==== SOURCE DATA ====

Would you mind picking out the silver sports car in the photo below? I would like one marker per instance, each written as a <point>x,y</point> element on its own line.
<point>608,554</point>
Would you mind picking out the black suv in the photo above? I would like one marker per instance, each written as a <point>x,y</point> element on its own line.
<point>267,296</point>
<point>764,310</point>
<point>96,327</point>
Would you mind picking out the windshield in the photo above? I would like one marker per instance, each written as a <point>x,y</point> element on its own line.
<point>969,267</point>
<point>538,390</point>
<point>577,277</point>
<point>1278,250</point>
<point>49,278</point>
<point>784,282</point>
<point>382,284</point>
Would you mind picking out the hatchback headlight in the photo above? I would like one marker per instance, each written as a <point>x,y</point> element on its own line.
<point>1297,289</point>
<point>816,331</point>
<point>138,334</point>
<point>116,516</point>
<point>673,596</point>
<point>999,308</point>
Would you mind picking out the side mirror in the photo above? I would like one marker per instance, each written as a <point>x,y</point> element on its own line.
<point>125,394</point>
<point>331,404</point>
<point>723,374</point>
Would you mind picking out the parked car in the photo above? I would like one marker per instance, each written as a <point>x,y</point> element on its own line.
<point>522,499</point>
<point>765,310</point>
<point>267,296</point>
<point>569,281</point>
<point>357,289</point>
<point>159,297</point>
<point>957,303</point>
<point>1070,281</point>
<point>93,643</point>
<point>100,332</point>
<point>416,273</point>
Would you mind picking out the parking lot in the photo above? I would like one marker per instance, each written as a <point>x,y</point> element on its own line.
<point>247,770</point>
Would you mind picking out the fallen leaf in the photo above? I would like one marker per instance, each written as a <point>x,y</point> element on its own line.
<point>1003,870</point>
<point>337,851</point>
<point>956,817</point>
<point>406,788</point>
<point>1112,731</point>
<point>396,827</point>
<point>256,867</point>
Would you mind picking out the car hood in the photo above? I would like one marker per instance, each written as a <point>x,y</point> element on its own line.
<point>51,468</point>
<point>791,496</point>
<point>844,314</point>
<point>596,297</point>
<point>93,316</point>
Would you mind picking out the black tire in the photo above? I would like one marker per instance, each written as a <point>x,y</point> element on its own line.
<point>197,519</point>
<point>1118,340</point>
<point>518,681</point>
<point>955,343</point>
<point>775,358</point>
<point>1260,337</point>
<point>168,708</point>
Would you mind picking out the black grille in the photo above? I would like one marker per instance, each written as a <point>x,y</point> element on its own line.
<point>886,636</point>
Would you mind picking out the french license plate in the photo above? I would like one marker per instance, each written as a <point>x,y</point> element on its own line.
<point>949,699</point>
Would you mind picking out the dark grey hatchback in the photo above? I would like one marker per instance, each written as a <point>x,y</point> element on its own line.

====

→ **WORK TASK**
Give back all the records exactly as they stand.

→ **ANSWER**
Would you mind picking out the silver sports car in the photo below? I would like one marker per instance, each written as a <point>x,y</point> element on its own line.
<point>608,554</point>
Would you mind picking out the black suv in the photo above? I would like one marker per instance, each written as a <point>x,y</point> element on its own line.
<point>267,296</point>
<point>764,310</point>
<point>96,327</point>
Would you mind picking out the windshield in the photo above? I would like one marker per instance, each written as a <point>x,y</point> element on its own line.
<point>969,267</point>
<point>538,390</point>
<point>577,277</point>
<point>1278,250</point>
<point>49,278</point>
<point>784,282</point>
<point>382,284</point>
Would you mind picking out the hatchback headlight in the photo above? I would like one marker per instance, each written as a <point>x,y</point> element on its own line.
<point>1297,289</point>
<point>816,331</point>
<point>138,334</point>
<point>116,516</point>
<point>673,596</point>
<point>999,308</point>
Would you mind picking out the side mirror in the photo above? I would like one marker per instance, each written as a <point>x,y</point> element on its own line.
<point>125,394</point>
<point>331,404</point>
<point>723,374</point>
Would you mind picking out the parked car in the photo above? I would like one marker per instance, each written as a <point>x,y</point> element on its own line.
<point>522,499</point>
<point>765,310</point>
<point>267,296</point>
<point>569,281</point>
<point>357,289</point>
<point>159,297</point>
<point>957,303</point>
<point>1070,281</point>
<point>93,643</point>
<point>100,332</point>
<point>416,273</point>
Would you mind picking out the parking lot in the photo above? I would like one marker per instance, each written as a <point>x,y</point> element on its own line.
<point>247,770</point>
Would you mind picking out the fallen leaf in the photo above? I would like one marker per instance, each written as a <point>x,y</point> element on its own line.
<point>1003,870</point>
<point>337,851</point>
<point>956,817</point>
<point>406,788</point>
<point>1112,731</point>
<point>396,827</point>
<point>256,867</point>
Would you mind picking out the car hood in the photo above? I would like one marker per instance, each written as a <point>x,y</point> element on its own line.
<point>51,468</point>
<point>791,496</point>
<point>844,314</point>
<point>596,297</point>
<point>93,316</point>
Would you mind picking out the black tire in the photo above? I would like one marker per instance, each written as a <point>x,y</point> element on its own line.
<point>197,519</point>
<point>1118,340</point>
<point>518,681</point>
<point>955,343</point>
<point>775,358</point>
<point>1260,337</point>
<point>168,708</point>
Would you mind picking out the black grille in the photo above? I would like one marker per instance, each written as a <point>x,y</point> element on its own line.
<point>886,636</point>
Would you mind picking out the french license plate in the photo above? I would like one marker per instance, each written as a <point>x,y</point> element on its own line.
<point>949,699</point>
Would you mind picking out the dark grey hatchback in the photo above? I would like one marker per instance, each written as a <point>x,y</point> element on its own line.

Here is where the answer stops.